● Work to do
a. In the financial statement notes, on what date did the Company adopt a plan to sell its real estate and retail/wholesale segments?
b. Carry on the financial statement notes from where they end.

● Text segment

Based upon an estimate of the future undiscounted net cash flows of
the related asset or asset grouping over the remaining life, it was
determined that there was no impairment in either the net book value
of the ferries or the goodwill.
(k) Use of Estimates:
The preparation of financial statements in conformity with
generally accepted accounting principles requires management to make
estimates and assumptions that affect certain reported amounts and
disclosures. Accordingly, actual results could differ from those
estimates.
(l) Concentrations of Credit Risk:
Financial instruments which potentially subject the Company to
concentrations of credit risk consist primarily of cash. The Company
places its cash with high credit quality financial institutions which
at times may be in excess of the FDIC insurance limit.
(m) Loss Per Common Share:
Loss per common share is based on the weighted average number of
common shares outstanding. In March 1997, the Financial Accounting
Standards Broad issued Statement No. 128 ("SFAS 128"), "Earnings Per
Share," which requires dual presentation of basic and diluted earnings
per share on the face of the statements of operations, and which the
Company has adopted. Basic loss per share excludes dilution and is
computed by dividing income available to common stockholders by the
weighted-average common shares outstanding for the period. Diluted
loss per share reflects the potential dilution that could occur if
convertible debentures, options and warrants were to be exercised or
converted or otherwise resulted in the issuance of common stock that
then shared in the earnings of the entity.
Since the effect of outstanding options, warrant and convertible
debenture conversions are antidilutive in all periods presented, it
has been excluded from the computation of loss per common share.
i-10
<PAGE>
NOTE 3 - DISCONTINUED OPERATIONS.
On October 28, 1999, the Company adopted a plan to sell its real estate and
retail/wholesale segments. Accordingly both segments have been accounted
for as discontinued operations in the accompanying consolidated financial
statements. The net assets to be disposed of as of September 30, 2000
aggregating $400,722 consist principally of real estate and its related
secured indebtednesses. The net assets are recorded as current assets in
the accompanying consolidated balance sheet under the caption "Net assets
of discontinued operations." Management expects the real estate to be
sold in late 2000 or early 2001.
In the second quarter of 2000 management became aware that its previous
estimate of the time required to dispose of these segments was incorrect and
accordingly the original estimate of the carrying charges of the real property -
real estate taxes and interest- would have to be increased to reflect these
charges through June 2001. The accompanying financial statements reflect a
charge for $110,000 for these costs incurred through June 2000 plus an estimate
of an additional $125,000 for interest and taxes through June 2001.

● Pointing dataset records
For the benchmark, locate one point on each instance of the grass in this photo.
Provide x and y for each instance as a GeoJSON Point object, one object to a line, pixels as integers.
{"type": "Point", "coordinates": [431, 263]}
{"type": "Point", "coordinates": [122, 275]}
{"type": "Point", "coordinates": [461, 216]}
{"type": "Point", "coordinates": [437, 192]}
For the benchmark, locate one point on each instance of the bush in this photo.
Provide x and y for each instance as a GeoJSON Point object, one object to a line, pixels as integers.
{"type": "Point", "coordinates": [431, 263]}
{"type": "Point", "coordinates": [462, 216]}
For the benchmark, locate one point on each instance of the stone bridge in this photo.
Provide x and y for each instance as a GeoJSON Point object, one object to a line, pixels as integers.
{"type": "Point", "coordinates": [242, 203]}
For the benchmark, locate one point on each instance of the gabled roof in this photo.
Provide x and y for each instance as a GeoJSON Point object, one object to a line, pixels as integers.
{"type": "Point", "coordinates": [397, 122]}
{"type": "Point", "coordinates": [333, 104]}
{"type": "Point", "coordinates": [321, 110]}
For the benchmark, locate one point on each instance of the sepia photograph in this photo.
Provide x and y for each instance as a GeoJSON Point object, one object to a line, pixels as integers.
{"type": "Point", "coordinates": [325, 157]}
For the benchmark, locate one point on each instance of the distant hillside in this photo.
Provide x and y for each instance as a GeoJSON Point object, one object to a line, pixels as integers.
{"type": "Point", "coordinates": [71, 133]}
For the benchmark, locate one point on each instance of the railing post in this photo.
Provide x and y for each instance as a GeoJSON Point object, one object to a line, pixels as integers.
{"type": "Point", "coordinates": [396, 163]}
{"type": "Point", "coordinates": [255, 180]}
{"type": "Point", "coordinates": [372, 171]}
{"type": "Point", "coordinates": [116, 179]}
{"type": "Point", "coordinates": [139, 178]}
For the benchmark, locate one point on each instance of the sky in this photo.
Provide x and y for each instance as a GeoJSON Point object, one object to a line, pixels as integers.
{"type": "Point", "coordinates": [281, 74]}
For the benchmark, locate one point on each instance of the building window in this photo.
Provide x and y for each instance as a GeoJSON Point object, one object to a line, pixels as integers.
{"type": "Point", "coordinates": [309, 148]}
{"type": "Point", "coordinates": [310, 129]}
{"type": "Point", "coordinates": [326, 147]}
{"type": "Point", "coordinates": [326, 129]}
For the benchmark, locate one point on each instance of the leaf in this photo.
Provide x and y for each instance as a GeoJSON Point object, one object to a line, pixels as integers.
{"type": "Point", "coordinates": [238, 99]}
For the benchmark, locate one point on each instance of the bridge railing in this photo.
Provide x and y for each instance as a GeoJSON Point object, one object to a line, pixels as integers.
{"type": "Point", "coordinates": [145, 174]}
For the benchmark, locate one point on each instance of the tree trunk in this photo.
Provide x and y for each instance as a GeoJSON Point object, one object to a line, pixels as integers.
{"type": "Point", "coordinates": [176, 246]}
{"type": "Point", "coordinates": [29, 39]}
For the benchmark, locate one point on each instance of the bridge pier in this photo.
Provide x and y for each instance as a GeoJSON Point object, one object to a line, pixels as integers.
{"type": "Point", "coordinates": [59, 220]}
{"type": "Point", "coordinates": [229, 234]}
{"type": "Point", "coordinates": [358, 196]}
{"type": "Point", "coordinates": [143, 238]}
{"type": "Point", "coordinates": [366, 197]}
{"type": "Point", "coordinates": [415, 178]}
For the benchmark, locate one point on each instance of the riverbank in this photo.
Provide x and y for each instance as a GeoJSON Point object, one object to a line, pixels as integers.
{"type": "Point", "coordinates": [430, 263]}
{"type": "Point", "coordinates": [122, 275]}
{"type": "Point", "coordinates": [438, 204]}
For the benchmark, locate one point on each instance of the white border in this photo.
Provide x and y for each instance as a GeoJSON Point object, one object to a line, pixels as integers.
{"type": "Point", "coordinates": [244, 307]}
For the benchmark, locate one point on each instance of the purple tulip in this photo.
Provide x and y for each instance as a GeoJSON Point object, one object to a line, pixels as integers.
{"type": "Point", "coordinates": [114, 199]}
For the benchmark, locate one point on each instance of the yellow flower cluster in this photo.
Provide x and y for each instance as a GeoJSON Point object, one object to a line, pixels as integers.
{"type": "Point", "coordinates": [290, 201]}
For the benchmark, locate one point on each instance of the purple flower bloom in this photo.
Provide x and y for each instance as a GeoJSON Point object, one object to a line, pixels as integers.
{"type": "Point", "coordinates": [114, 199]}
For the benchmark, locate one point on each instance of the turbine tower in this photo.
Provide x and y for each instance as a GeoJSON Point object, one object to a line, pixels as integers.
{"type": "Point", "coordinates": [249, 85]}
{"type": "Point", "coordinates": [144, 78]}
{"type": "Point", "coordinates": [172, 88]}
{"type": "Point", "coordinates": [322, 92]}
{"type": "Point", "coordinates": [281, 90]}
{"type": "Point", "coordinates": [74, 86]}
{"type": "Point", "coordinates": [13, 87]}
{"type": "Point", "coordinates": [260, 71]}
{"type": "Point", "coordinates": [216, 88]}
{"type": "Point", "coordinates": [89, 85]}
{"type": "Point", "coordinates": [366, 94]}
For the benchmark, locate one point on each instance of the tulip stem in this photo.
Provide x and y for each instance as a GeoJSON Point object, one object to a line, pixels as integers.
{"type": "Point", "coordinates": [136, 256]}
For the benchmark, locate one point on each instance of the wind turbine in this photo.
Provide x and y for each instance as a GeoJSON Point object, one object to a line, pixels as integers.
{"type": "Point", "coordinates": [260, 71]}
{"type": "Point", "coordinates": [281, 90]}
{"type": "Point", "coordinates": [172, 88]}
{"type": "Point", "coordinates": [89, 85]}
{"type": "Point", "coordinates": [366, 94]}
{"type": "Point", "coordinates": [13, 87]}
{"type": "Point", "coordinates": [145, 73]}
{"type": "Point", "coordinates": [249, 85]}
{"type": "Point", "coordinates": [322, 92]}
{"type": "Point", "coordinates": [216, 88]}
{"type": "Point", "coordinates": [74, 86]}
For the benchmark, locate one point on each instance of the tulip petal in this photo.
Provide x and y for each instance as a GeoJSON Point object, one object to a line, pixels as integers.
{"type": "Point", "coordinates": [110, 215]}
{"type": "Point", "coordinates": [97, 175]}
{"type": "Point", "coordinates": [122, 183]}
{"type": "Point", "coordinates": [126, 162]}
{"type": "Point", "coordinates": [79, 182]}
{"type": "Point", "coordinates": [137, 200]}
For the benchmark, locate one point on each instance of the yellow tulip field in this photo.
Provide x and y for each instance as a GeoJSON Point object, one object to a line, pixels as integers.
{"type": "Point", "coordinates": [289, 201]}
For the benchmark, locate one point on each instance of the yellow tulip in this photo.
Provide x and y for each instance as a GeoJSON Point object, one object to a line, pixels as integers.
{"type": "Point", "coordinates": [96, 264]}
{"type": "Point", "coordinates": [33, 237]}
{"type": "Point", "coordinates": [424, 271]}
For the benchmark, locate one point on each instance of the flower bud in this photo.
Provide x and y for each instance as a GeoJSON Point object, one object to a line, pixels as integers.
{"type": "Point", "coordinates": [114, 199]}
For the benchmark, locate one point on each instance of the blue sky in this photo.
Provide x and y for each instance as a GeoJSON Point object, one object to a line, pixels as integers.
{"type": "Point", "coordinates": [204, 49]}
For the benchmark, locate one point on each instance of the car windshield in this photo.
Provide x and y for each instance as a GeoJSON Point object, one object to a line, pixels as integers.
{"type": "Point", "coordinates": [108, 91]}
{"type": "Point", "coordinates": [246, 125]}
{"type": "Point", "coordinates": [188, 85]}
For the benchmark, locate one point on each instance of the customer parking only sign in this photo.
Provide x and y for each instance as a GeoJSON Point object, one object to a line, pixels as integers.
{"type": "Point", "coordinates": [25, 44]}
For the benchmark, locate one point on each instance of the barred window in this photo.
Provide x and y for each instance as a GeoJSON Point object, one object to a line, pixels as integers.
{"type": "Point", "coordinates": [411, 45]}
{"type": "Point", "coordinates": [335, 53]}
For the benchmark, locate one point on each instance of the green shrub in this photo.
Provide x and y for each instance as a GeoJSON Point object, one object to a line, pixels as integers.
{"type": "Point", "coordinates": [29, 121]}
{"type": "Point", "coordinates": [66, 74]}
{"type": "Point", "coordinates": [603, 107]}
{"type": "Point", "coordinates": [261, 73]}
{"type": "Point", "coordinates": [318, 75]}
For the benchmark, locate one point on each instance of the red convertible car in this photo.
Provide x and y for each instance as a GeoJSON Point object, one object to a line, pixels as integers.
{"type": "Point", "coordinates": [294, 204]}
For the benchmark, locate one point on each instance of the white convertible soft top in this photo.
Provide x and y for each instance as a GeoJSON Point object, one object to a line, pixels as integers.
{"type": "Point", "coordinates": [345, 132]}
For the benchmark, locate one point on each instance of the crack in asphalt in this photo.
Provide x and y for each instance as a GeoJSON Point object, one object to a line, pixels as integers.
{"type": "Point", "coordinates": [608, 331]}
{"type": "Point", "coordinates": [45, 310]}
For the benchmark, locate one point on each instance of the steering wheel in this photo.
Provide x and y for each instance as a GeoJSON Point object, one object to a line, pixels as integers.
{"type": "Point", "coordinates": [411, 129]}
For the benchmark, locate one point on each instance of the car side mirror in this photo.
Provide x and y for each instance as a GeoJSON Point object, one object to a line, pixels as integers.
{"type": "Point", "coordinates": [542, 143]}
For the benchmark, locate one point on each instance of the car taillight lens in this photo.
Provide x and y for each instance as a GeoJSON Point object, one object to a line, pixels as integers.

---

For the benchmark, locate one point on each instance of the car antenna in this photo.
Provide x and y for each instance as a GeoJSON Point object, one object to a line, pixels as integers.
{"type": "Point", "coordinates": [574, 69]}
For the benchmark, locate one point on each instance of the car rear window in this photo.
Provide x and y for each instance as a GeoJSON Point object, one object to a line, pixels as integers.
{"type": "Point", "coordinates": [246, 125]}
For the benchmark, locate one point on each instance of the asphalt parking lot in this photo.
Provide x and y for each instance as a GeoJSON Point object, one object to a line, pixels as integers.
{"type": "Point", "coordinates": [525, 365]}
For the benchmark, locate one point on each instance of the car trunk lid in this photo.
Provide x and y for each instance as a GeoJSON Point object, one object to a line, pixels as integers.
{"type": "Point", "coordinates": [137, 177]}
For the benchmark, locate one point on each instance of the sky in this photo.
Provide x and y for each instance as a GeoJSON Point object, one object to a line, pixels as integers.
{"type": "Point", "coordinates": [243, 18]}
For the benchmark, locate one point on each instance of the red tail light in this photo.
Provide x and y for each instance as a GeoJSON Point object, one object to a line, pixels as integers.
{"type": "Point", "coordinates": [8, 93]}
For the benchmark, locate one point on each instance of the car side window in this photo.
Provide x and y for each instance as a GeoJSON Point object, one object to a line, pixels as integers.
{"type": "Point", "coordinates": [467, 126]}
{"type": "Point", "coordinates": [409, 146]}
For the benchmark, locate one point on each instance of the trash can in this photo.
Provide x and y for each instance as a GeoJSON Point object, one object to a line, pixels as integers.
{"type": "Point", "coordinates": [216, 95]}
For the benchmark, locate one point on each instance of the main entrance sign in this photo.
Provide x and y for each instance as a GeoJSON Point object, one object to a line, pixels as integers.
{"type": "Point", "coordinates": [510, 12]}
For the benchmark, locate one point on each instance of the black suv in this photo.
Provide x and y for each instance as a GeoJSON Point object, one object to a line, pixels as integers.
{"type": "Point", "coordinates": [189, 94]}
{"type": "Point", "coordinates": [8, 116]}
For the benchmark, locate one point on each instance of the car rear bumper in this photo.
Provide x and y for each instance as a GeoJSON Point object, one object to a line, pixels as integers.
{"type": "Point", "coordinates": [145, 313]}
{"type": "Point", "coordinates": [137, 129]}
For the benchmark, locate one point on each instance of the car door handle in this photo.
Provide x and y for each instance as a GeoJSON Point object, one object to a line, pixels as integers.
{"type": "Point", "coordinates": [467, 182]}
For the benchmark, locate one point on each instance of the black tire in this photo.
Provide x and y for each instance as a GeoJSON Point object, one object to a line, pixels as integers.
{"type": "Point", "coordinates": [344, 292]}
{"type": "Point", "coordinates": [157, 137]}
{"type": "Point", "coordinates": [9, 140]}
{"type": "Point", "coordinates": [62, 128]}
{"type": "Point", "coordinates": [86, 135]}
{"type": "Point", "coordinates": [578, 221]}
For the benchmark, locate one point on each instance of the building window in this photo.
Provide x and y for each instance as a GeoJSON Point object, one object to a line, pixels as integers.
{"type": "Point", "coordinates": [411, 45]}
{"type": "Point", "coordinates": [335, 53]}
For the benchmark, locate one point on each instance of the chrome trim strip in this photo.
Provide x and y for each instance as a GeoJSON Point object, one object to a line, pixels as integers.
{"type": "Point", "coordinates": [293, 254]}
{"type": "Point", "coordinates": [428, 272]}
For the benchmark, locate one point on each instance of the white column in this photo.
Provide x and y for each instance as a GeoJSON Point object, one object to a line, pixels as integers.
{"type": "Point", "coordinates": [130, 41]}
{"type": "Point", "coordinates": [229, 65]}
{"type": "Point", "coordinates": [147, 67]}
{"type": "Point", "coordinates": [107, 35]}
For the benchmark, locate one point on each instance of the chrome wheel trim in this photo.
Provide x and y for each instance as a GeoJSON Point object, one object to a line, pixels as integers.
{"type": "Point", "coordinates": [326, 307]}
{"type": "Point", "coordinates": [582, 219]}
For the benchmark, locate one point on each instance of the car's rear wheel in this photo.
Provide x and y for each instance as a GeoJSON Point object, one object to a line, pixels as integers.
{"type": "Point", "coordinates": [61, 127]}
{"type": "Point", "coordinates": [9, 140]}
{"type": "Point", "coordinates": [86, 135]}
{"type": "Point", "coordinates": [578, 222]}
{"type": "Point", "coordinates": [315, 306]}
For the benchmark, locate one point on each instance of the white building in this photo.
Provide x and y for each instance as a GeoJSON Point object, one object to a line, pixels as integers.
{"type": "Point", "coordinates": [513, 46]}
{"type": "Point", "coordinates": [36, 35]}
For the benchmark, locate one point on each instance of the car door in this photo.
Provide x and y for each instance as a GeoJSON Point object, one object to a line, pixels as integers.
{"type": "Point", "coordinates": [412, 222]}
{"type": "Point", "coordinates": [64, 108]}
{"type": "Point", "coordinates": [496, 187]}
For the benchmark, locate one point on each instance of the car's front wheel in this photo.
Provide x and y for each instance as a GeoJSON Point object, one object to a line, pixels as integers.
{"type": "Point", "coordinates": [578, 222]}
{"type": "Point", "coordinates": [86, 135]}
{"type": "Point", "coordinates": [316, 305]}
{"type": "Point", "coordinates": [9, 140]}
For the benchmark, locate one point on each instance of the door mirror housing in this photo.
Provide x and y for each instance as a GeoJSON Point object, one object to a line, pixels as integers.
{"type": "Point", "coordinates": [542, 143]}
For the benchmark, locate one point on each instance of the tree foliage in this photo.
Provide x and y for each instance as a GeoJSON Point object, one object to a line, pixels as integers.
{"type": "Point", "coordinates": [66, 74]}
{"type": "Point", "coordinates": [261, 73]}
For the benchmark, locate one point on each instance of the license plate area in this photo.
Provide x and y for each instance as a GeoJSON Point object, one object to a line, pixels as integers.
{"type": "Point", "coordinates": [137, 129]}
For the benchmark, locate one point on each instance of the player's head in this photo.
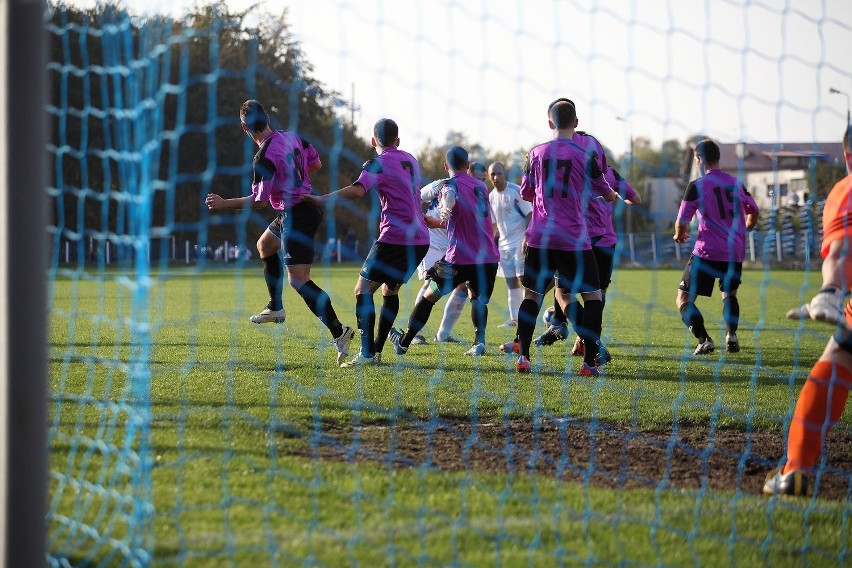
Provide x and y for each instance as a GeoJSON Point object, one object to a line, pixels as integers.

==

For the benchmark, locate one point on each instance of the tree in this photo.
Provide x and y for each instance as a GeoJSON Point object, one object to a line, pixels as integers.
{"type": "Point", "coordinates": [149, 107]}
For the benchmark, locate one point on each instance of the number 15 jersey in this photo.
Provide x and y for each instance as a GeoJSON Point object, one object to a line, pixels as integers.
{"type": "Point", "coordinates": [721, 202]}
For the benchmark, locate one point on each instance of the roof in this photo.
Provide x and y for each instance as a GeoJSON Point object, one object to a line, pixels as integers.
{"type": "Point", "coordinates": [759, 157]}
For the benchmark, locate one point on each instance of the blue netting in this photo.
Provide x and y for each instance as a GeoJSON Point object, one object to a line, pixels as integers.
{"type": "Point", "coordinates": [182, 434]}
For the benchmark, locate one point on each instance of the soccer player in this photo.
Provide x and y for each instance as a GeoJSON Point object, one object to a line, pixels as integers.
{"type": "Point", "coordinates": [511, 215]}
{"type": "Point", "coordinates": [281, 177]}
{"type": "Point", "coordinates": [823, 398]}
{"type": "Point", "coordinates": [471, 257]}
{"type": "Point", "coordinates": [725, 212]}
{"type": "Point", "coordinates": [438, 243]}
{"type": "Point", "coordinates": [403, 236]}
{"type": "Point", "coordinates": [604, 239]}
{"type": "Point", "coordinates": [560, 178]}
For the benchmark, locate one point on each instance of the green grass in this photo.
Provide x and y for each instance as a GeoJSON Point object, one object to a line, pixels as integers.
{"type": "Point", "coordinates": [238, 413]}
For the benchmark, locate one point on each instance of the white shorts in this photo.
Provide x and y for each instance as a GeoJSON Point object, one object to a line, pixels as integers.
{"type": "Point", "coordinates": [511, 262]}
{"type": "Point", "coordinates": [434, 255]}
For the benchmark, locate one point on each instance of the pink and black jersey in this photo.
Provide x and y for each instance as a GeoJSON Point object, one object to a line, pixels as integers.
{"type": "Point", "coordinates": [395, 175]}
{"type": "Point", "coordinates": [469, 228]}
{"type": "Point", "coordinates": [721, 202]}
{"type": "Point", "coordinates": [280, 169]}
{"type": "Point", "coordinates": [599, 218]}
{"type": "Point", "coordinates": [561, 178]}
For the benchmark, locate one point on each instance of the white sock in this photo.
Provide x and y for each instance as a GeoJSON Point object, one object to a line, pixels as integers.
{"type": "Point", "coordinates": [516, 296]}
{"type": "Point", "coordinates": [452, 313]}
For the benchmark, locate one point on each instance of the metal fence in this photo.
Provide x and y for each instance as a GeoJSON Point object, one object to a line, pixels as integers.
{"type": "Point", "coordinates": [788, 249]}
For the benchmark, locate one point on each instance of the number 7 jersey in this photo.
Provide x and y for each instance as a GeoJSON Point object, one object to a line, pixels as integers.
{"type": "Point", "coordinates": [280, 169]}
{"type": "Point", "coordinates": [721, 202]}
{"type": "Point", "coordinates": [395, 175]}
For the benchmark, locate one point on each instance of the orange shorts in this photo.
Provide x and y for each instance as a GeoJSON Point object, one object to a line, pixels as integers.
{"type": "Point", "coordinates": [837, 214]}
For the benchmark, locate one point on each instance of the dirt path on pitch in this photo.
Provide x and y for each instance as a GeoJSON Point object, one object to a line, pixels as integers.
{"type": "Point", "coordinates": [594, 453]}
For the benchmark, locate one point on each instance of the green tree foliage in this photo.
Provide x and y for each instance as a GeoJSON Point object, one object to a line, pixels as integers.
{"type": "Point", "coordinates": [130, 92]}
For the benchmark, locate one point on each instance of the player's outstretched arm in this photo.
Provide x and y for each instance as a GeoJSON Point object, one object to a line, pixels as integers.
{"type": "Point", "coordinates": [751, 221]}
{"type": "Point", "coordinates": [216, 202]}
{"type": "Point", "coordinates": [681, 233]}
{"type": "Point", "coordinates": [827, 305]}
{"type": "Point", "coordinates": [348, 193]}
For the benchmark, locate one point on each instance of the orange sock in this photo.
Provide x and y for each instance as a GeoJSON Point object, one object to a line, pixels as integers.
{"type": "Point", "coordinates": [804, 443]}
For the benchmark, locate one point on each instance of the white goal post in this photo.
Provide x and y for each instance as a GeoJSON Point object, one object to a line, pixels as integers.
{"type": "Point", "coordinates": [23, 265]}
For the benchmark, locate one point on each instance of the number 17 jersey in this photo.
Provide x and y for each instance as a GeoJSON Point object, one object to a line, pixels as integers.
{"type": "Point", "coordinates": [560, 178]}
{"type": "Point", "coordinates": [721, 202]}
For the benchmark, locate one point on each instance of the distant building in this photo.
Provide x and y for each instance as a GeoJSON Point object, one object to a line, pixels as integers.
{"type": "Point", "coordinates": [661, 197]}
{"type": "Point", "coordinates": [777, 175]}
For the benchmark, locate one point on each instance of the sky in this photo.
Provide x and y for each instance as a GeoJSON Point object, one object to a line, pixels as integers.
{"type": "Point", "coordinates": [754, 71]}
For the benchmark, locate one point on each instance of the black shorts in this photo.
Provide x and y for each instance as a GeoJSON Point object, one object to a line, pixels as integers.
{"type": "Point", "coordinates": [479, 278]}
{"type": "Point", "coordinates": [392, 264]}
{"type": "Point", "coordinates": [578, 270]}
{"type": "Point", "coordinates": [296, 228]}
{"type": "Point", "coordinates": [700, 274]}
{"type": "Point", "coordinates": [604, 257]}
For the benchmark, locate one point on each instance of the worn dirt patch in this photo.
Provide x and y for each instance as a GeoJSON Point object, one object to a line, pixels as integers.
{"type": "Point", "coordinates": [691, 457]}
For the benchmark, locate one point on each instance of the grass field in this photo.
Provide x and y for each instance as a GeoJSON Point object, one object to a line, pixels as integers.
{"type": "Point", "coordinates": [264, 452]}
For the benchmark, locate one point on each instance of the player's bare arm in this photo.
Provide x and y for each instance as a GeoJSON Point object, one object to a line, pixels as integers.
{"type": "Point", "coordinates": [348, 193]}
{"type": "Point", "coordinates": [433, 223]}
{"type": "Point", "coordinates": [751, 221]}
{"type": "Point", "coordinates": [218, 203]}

● Answers to each task
a. October 28, 1999.

b.
During the nine months ended September 30, 2000, $403,000 of these segments'
liabilities were paid and a second mortgage was converted into a 10% interest
bearing promissory note convertible into the Company's common stock initially at
$1.50 per share.
The net assets of discontinued operations, which have been segregated in the
accompanying balance sheet are summarized as follows:
September 30,
2000
-------------
Assets:
Inventory $ 2,001
Property assets, net (See Note 4) 931,180
-------------
933,181
-------------
Liabilities:
Accounts Payable 32,000
Mortgage payable 40,679
Accrued real estate taxes and interest (a) 459,780
-------------
532,459
-------------
Net assets of discontinued operations 400,722
=============
(a) Real estate taxes liens have been recorded by local governmental
authorities because of non-payment of said property taxes arising from a dispute
over property tax valuations. The Company is currently attempting to resolve the
dispute.
i-11
<PAGE>
NOTE 4 - PROPERTY AND EQUIPMENT.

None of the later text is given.